→ EXERCISE INPUTS:
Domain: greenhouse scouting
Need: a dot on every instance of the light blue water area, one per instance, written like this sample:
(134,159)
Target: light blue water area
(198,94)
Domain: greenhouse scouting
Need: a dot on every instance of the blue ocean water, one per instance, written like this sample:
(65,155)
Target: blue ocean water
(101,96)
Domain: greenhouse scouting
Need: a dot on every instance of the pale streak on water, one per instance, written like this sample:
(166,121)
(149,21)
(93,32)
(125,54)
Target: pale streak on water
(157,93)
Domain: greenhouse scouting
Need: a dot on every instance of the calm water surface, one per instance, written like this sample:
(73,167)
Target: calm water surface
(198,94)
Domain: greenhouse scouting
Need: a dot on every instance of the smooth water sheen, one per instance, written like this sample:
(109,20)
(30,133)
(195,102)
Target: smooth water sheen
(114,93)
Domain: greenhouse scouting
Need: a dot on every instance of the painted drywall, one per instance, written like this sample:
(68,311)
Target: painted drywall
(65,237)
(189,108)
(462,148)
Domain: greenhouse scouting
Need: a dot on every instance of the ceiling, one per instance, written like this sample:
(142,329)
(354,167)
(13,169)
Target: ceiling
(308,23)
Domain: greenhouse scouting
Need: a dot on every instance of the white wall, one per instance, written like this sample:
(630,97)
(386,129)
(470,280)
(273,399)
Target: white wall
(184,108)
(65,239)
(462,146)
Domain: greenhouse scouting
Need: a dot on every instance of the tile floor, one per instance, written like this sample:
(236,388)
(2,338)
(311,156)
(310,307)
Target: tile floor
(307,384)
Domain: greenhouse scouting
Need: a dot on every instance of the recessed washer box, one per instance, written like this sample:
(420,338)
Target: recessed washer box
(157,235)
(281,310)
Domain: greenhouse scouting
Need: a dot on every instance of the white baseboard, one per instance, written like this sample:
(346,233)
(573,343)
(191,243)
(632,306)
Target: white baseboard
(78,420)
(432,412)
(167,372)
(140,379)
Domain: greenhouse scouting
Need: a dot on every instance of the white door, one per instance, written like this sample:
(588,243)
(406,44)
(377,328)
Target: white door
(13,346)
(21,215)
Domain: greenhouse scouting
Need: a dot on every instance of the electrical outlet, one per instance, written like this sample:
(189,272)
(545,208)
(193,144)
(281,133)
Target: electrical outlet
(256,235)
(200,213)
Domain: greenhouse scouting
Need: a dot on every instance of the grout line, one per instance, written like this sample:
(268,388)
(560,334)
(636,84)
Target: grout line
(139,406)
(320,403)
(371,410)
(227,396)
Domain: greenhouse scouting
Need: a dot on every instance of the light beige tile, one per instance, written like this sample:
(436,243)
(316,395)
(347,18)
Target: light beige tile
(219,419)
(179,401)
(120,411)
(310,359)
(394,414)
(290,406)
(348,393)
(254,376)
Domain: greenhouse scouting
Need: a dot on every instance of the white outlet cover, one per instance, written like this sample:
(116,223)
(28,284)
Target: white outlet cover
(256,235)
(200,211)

→ WHAT THE TASK ASKS:
Produce an exact copy of every entry above.

→ COMPLETED TASK:
Domain: greenhouse scouting
Need: a dot on every instance of the light blue water area, one per instance, written like this sample:
(134,159)
Target: light blue water area
(198,94)
Domain: greenhouse scouting
Need: a dot on every instance of the blue ocean water, one per instance, written like this sample:
(65,155)
Target: blue ocean water
(101,96)
Domain: greenhouse scouting
Need: a dot on every instance of the pale streak on water, one per instance, written like this sample:
(166,121)
(149,21)
(93,32)
(125,54)
Target: pale streak on water
(157,93)
Domain: greenhouse scouting
Need: a dot on every instance of the calm water surface, one per instance, written like this sample:
(73,167)
Target: calm water surface
(198,94)
Domain: greenhouse scouting
Need: a dot on every instance of the smooth water sheen, one per instance, written like this sample:
(109,20)
(30,133)
(195,102)
Target: smooth water sheen
(114,93)
Domain: greenhouse scouting
Need: a dot on every instance of the painted drywall, one per instance, written like this sample:
(68,311)
Target: painted drywall
(65,237)
(189,108)
(462,148)
Domain: greenhouse scouting
Need: a dot on every instance of the ceiling, one per instance, written like this sample:
(142,329)
(354,167)
(13,169)
Target: ceiling
(308,23)
Domain: greenhouse scouting
Need: a dot on every instance of the white wall, one per instance, written like this sample:
(630,97)
(386,129)
(470,280)
(273,399)
Target: white wall
(184,108)
(65,239)
(462,146)
Domain: greenhouse scouting
Need: a dot on every instance of the tile floor, one per instance, written like this sample:
(236,388)
(2,338)
(311,156)
(310,307)
Target: tile floor
(307,384)
Domain: greenhouse scouting
Need: a dot on every instance of the recessed washer box, one per instance, written like this sample:
(420,338)
Target: recessed washer box
(157,235)
(281,310)
Domain: greenhouse scouting
Need: a dot on every instance of the white baseboard, one per instance, written like this sample:
(346,233)
(573,343)
(191,243)
(632,306)
Target: white baseboard
(78,420)
(432,412)
(167,372)
(140,379)
Domain: greenhouse scouting
Need: a dot on every instance of the white door, one per instance, written like this sample:
(588,243)
(406,44)
(377,328)
Target: white door
(13,346)
(21,215)
Domain: greenhouse scouting
Need: a dot on every instance of the electrical outlet, one per instance, written like this sample:
(189,272)
(545,208)
(193,144)
(281,133)
Target: electrical outlet
(256,235)
(200,213)
Domain: greenhouse scouting
Need: a dot on every instance of the grout line, one per instance, written like this sample:
(268,388)
(560,334)
(636,84)
Target: grout line
(139,406)
(320,403)
(371,410)
(227,396)
Domain: greenhouse scouting
Need: a dot on every instance of the light beige tile, one per instance, written like this sample:
(436,243)
(316,395)
(347,18)
Target: light beige tile
(219,419)
(179,401)
(120,411)
(310,359)
(394,414)
(290,406)
(348,393)
(254,376)
Domain: greenhouse scouting
Need: a dot on every instance of the white outlet cover, one per instance, written like this sample:
(116,223)
(28,284)
Target: white outlet cover
(256,235)
(200,211)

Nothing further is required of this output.